# Work order
The full set of lines below has to be duplicated exactly, with no picture kept.

Records provided below:

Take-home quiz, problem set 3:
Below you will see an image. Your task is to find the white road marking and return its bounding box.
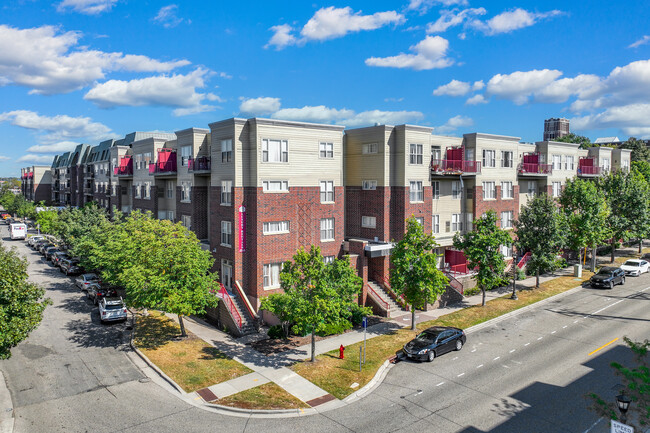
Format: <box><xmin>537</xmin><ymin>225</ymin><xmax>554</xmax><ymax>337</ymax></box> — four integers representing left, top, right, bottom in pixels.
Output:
<box><xmin>524</xmin><ymin>343</ymin><xmax>530</xmax><ymax>346</ymax></box>
<box><xmin>476</xmin><ymin>364</ymin><xmax>483</xmax><ymax>369</ymax></box>
<box><xmin>537</xmin><ymin>337</ymin><xmax>543</xmax><ymax>340</ymax></box>
<box><xmin>574</xmin><ymin>320</ymin><xmax>579</xmax><ymax>323</ymax></box>
<box><xmin>582</xmin><ymin>416</ymin><xmax>603</xmax><ymax>433</ymax></box>
<box><xmin>588</xmin><ymin>299</ymin><xmax>623</xmax><ymax>317</ymax></box>
<box><xmin>457</xmin><ymin>373</ymin><xmax>465</xmax><ymax>377</ymax></box>
<box><xmin>509</xmin><ymin>349</ymin><xmax>515</xmax><ymax>353</ymax></box>
<box><xmin>452</xmin><ymin>357</ymin><xmax>458</xmax><ymax>360</ymax></box>
<box><xmin>551</xmin><ymin>331</ymin><xmax>556</xmax><ymax>334</ymax></box>
<box><xmin>471</xmin><ymin>349</ymin><xmax>476</xmax><ymax>352</ymax></box>
<box><xmin>563</xmin><ymin>325</ymin><xmax>568</xmax><ymax>329</ymax></box>
<box><xmin>502</xmin><ymin>365</ymin><xmax>510</xmax><ymax>369</ymax></box>
<box><xmin>436</xmin><ymin>382</ymin><xmax>444</xmax><ymax>386</ymax></box>
<box><xmin>493</xmin><ymin>356</ymin><xmax>500</xmax><ymax>361</ymax></box>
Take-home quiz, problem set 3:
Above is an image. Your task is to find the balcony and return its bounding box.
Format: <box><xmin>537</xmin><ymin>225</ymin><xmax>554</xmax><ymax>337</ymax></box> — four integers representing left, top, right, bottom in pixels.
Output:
<box><xmin>149</xmin><ymin>150</ymin><xmax>177</xmax><ymax>176</ymax></box>
<box><xmin>577</xmin><ymin>157</ymin><xmax>602</xmax><ymax>177</ymax></box>
<box><xmin>431</xmin><ymin>159</ymin><xmax>481</xmax><ymax>175</ymax></box>
<box><xmin>517</xmin><ymin>163</ymin><xmax>552</xmax><ymax>176</ymax></box>
<box><xmin>188</xmin><ymin>156</ymin><xmax>211</xmax><ymax>174</ymax></box>
<box><xmin>114</xmin><ymin>166</ymin><xmax>133</xmax><ymax>176</ymax></box>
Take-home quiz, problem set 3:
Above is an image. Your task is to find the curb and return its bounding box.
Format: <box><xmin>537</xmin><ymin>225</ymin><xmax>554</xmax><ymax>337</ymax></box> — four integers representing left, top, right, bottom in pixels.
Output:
<box><xmin>0</xmin><ymin>371</ymin><xmax>14</xmax><ymax>433</ymax></box>
<box><xmin>343</xmin><ymin>360</ymin><xmax>393</xmax><ymax>404</ymax></box>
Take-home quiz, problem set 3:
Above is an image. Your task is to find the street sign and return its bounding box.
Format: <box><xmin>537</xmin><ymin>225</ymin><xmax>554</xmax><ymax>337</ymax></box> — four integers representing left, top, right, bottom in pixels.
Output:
<box><xmin>611</xmin><ymin>419</ymin><xmax>634</xmax><ymax>433</ymax></box>
<box><xmin>362</xmin><ymin>317</ymin><xmax>368</xmax><ymax>329</ymax></box>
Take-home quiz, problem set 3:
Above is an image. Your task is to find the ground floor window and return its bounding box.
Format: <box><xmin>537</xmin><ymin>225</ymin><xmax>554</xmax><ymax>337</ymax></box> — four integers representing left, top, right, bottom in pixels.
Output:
<box><xmin>263</xmin><ymin>263</ymin><xmax>282</xmax><ymax>288</ymax></box>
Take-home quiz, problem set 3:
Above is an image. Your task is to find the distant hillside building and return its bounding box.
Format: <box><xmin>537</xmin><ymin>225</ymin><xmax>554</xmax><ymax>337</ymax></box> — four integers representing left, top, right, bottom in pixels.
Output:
<box><xmin>594</xmin><ymin>137</ymin><xmax>623</xmax><ymax>146</ymax></box>
<box><xmin>543</xmin><ymin>118</ymin><xmax>570</xmax><ymax>141</ymax></box>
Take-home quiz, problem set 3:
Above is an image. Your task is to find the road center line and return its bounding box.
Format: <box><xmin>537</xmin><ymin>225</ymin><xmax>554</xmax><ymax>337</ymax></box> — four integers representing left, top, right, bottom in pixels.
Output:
<box><xmin>563</xmin><ymin>325</ymin><xmax>568</xmax><ymax>328</ymax></box>
<box><xmin>476</xmin><ymin>364</ymin><xmax>483</xmax><ymax>369</ymax></box>
<box><xmin>457</xmin><ymin>373</ymin><xmax>465</xmax><ymax>377</ymax></box>
<box><xmin>524</xmin><ymin>343</ymin><xmax>530</xmax><ymax>346</ymax></box>
<box><xmin>551</xmin><ymin>331</ymin><xmax>556</xmax><ymax>334</ymax></box>
<box><xmin>493</xmin><ymin>356</ymin><xmax>500</xmax><ymax>361</ymax></box>
<box><xmin>574</xmin><ymin>320</ymin><xmax>579</xmax><ymax>323</ymax></box>
<box><xmin>588</xmin><ymin>338</ymin><xmax>619</xmax><ymax>356</ymax></box>
<box><xmin>509</xmin><ymin>349</ymin><xmax>515</xmax><ymax>353</ymax></box>
<box><xmin>436</xmin><ymin>382</ymin><xmax>444</xmax><ymax>386</ymax></box>
<box><xmin>588</xmin><ymin>300</ymin><xmax>623</xmax><ymax>317</ymax></box>
<box><xmin>537</xmin><ymin>337</ymin><xmax>543</xmax><ymax>340</ymax></box>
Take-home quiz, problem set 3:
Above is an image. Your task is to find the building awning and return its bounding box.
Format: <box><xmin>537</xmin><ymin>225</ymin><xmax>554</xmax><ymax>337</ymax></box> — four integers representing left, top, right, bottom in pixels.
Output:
<box><xmin>364</xmin><ymin>242</ymin><xmax>394</xmax><ymax>258</ymax></box>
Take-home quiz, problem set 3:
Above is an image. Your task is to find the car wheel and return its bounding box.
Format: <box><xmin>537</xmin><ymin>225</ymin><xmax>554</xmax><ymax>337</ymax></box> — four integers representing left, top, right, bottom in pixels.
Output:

End of Records provided.

# Answer to this problem
Take-home quiz, problem set 3:
Below you will see an image. Your task is to find the white road marking and return its bounding box.
Format: <box><xmin>537</xmin><ymin>225</ymin><xmax>554</xmax><ymax>337</ymax></box> — four integers representing left, top, right, bottom in pixels.
Output:
<box><xmin>524</xmin><ymin>343</ymin><xmax>530</xmax><ymax>346</ymax></box>
<box><xmin>476</xmin><ymin>364</ymin><xmax>483</xmax><ymax>369</ymax></box>
<box><xmin>537</xmin><ymin>337</ymin><xmax>543</xmax><ymax>340</ymax></box>
<box><xmin>574</xmin><ymin>320</ymin><xmax>579</xmax><ymax>323</ymax></box>
<box><xmin>582</xmin><ymin>416</ymin><xmax>603</xmax><ymax>433</ymax></box>
<box><xmin>588</xmin><ymin>299</ymin><xmax>623</xmax><ymax>317</ymax></box>
<box><xmin>457</xmin><ymin>373</ymin><xmax>465</xmax><ymax>377</ymax></box>
<box><xmin>509</xmin><ymin>349</ymin><xmax>515</xmax><ymax>353</ymax></box>
<box><xmin>452</xmin><ymin>357</ymin><xmax>458</xmax><ymax>360</ymax></box>
<box><xmin>551</xmin><ymin>331</ymin><xmax>556</xmax><ymax>334</ymax></box>
<box><xmin>471</xmin><ymin>349</ymin><xmax>476</xmax><ymax>352</ymax></box>
<box><xmin>563</xmin><ymin>325</ymin><xmax>568</xmax><ymax>329</ymax></box>
<box><xmin>502</xmin><ymin>365</ymin><xmax>510</xmax><ymax>369</ymax></box>
<box><xmin>436</xmin><ymin>382</ymin><xmax>444</xmax><ymax>386</ymax></box>
<box><xmin>493</xmin><ymin>356</ymin><xmax>500</xmax><ymax>361</ymax></box>
Take-home quiz, problem set 3:
Above is an image. Your task is to find the balcony and return its bounding box.
Format: <box><xmin>537</xmin><ymin>225</ymin><xmax>554</xmax><ymax>337</ymax></box> — four integers representing left, top, right, bottom in pixels.
Output:
<box><xmin>149</xmin><ymin>150</ymin><xmax>177</xmax><ymax>176</ymax></box>
<box><xmin>577</xmin><ymin>157</ymin><xmax>602</xmax><ymax>177</ymax></box>
<box><xmin>431</xmin><ymin>159</ymin><xmax>481</xmax><ymax>175</ymax></box>
<box><xmin>517</xmin><ymin>163</ymin><xmax>552</xmax><ymax>176</ymax></box>
<box><xmin>188</xmin><ymin>156</ymin><xmax>211</xmax><ymax>174</ymax></box>
<box><xmin>114</xmin><ymin>166</ymin><xmax>133</xmax><ymax>176</ymax></box>
Take-home quiz, problem set 3:
Above is an image. Your task is to find the curb and return its bounding box.
Format: <box><xmin>537</xmin><ymin>225</ymin><xmax>554</xmax><ymax>337</ymax></box> — four integers representing left, top, right, bottom in pixels.
Output:
<box><xmin>0</xmin><ymin>371</ymin><xmax>14</xmax><ymax>433</ymax></box>
<box><xmin>343</xmin><ymin>360</ymin><xmax>393</xmax><ymax>404</ymax></box>
Take-home quiz, problem set 3:
Above is an image. Your task is to find the street sign and return its bounding box.
Format: <box><xmin>537</xmin><ymin>225</ymin><xmax>554</xmax><ymax>337</ymax></box> — four integers representing left, top, right, bottom in pixels.
Output:
<box><xmin>611</xmin><ymin>419</ymin><xmax>634</xmax><ymax>433</ymax></box>
<box><xmin>362</xmin><ymin>317</ymin><xmax>368</xmax><ymax>329</ymax></box>
Take-home quiz, problem set 3:
Above is an image. Your task is to find the ground floor window and return its bounding box.
Format: <box><xmin>537</xmin><ymin>225</ymin><xmax>554</xmax><ymax>337</ymax></box> — four integers representing left, top, right, bottom in pixels.
Output:
<box><xmin>263</xmin><ymin>263</ymin><xmax>282</xmax><ymax>288</ymax></box>
Take-home quiz, problem set 3:
Above is an image. Your task is to find the distant hillside building and return its bounding box.
Format: <box><xmin>537</xmin><ymin>225</ymin><xmax>554</xmax><ymax>337</ymax></box> — four integers representing left, top, right, bottom in pixels.
Output:
<box><xmin>594</xmin><ymin>137</ymin><xmax>623</xmax><ymax>146</ymax></box>
<box><xmin>543</xmin><ymin>118</ymin><xmax>570</xmax><ymax>141</ymax></box>
Take-home quiz, problem set 3:
Above is an image. Your task is to find the road center line and return its bounding box.
Format: <box><xmin>537</xmin><ymin>225</ymin><xmax>554</xmax><ymax>337</ymax></box> — four integers representing left, top, right, bottom in pixels.
Output:
<box><xmin>563</xmin><ymin>325</ymin><xmax>568</xmax><ymax>328</ymax></box>
<box><xmin>476</xmin><ymin>364</ymin><xmax>483</xmax><ymax>369</ymax></box>
<box><xmin>457</xmin><ymin>373</ymin><xmax>465</xmax><ymax>377</ymax></box>
<box><xmin>524</xmin><ymin>343</ymin><xmax>530</xmax><ymax>346</ymax></box>
<box><xmin>551</xmin><ymin>331</ymin><xmax>556</xmax><ymax>334</ymax></box>
<box><xmin>493</xmin><ymin>356</ymin><xmax>500</xmax><ymax>361</ymax></box>
<box><xmin>574</xmin><ymin>320</ymin><xmax>579</xmax><ymax>323</ymax></box>
<box><xmin>588</xmin><ymin>338</ymin><xmax>619</xmax><ymax>356</ymax></box>
<box><xmin>509</xmin><ymin>349</ymin><xmax>515</xmax><ymax>353</ymax></box>
<box><xmin>436</xmin><ymin>382</ymin><xmax>444</xmax><ymax>386</ymax></box>
<box><xmin>588</xmin><ymin>300</ymin><xmax>623</xmax><ymax>317</ymax></box>
<box><xmin>537</xmin><ymin>337</ymin><xmax>543</xmax><ymax>340</ymax></box>
Take-home quiz, problem set 3:
Above is an image. Your task is to find the building awning and return its bounding box.
Format: <box><xmin>537</xmin><ymin>225</ymin><xmax>554</xmax><ymax>337</ymax></box> — four integers representing left, top, right, bottom in pixels.
Output:
<box><xmin>364</xmin><ymin>242</ymin><xmax>394</xmax><ymax>258</ymax></box>
Take-home quiz, problem set 3:
Above is an image. Your task is to find the car wheel and return its bounding box.
Format: <box><xmin>537</xmin><ymin>225</ymin><xmax>554</xmax><ymax>337</ymax></box> — four integers representing left, top, right, bottom in pixels.
Output:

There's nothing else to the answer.